Une extrême droite banale et paresseuse 
 
Dans ce manifeste, toutes les figures imposées de l’extrême droite sont présentes. Sans surprise, le totem autoritaire côtoie le tabou pédagogique.
 
L’apprentissage de la lecture se conjugue à l’autorité du maître, forcément à réaffirmer. Le collège unique est honni pour ne pas mélanger les torchons et les serviettes… On veut recruter des professeurs de « droit et civisme », une nouvelle discipline destinée à remplacer la philo (pourtant réduite) en voie professionnelle.
 
Le prévisible « retour aux fondamentaux » est la solution à tout, accompagné par 3 heures de latin rendues obligatoires « pour les 4è et 3è se déterminant vers la poursuite d’études longues ». En histoire, le roman national va « forger l’appartenance à la nation, pour orienter la conduite ». Tout un programme.

* TRAVAIL DEMANDÉ:
a) D'après le document, quelle nouvelle discipline le manifeste veut-il introduire en voie professionnelle, et que doit-elle remplacer ?
b) Recopiez les enregistrements, depuis la ligne contenant « Query: group of children » jusqu'à la fin des enregistrements, consignes comprises. Décalez de -121 chaque coordonnée des contours donnés en réponse, sans modifier les consignes ni les exemples de format.

* DONNÉES FOURNIES:
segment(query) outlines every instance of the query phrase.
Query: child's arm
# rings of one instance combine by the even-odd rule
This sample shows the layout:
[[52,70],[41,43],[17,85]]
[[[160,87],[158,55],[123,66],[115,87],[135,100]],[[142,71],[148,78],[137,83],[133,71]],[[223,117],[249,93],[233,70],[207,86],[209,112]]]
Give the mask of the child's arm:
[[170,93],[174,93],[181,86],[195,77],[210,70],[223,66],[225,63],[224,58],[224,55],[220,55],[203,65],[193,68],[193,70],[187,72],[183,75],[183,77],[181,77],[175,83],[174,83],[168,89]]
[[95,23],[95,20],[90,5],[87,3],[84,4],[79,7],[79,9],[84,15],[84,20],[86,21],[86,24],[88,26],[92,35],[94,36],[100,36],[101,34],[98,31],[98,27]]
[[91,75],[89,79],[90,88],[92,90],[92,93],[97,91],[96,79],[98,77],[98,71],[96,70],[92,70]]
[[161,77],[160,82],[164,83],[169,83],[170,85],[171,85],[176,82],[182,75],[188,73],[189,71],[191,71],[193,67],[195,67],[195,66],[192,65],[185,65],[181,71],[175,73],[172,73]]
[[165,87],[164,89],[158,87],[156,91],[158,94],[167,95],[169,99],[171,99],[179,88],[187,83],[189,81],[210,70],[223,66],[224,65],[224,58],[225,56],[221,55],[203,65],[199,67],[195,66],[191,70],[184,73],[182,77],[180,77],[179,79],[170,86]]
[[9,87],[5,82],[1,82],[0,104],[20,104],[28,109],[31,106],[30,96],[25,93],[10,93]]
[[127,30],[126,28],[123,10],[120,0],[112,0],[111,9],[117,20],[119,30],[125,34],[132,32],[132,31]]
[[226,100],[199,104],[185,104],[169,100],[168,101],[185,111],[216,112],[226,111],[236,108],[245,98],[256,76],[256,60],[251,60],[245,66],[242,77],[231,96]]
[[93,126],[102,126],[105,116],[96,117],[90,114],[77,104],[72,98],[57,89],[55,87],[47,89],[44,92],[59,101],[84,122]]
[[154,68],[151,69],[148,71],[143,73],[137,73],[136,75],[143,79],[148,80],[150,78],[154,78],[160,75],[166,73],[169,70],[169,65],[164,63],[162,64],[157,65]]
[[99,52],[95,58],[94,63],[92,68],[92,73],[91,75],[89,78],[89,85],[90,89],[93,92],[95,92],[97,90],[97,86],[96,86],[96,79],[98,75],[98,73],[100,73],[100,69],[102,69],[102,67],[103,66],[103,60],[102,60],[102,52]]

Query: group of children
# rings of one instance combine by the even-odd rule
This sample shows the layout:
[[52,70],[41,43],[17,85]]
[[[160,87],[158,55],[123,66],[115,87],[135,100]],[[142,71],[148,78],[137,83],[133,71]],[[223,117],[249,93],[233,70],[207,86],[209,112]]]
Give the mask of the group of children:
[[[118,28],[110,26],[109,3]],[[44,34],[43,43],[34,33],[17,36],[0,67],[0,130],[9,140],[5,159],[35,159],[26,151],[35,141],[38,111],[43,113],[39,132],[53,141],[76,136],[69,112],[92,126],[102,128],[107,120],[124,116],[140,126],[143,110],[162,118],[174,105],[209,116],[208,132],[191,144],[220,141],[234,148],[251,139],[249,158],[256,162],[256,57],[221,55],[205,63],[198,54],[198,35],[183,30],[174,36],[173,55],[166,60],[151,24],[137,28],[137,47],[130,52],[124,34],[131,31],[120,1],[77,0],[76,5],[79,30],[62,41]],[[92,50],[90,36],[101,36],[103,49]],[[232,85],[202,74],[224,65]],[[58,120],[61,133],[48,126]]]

* CORRIGÉ DES EXERCICES:
a) Le « droit et civisme », destiné à remplacer la philosophie.

b)
Query: group of children
# rings of one instance combine by the even-odd rule
This sample shows the layout:
[[52,70],[41,43],[17,85]]
[[[160,87],[158,55],[123,66],[115,87],[135,100]],[[142,71],[148,78],[137,83],[133,71]],[[223,117],[249,93],[233,70],[207,86],[209,112]]]
Give the mask of the group of children:
[[[-3,-93],[-11,-95],[-12,-118]],[[-77,-87],[-78,-78],[-87,-88],[-104,-85],[-121,-54],[-121,9],[-112,19],[-116,38],[-86,38],[-95,30],[-86,20],[-83,-10],[-78,-8],[-82,11],[-68,20],[-45,15],[-52,-9],[-29,5],[-19,7],[-14,-1],[3,-5],[19,5],[22,-11],[41,-3],[53,-16],[88,-5],[87,11],[70,23],[99,20],[113,27],[130,18],[128,37],[135,41],[135,-64],[100,-66],[84,-58],[77,-67],[77,-86],[62,-91],[53,-85],[52,-66],[45,-61],[30,-97],[16,-93],[16,-74],[9,-69],[3,-87],[10,-90],[-1,-120],[-44,-121],[-45,-116],[-42,-91],[-59,-80]],[[-29,-71],[-31,-85],[-20,-85],[-18,-72]],[[111,-36],[81,-47],[103,-56]],[[-63,-1],[-60,12],[-73,5]]]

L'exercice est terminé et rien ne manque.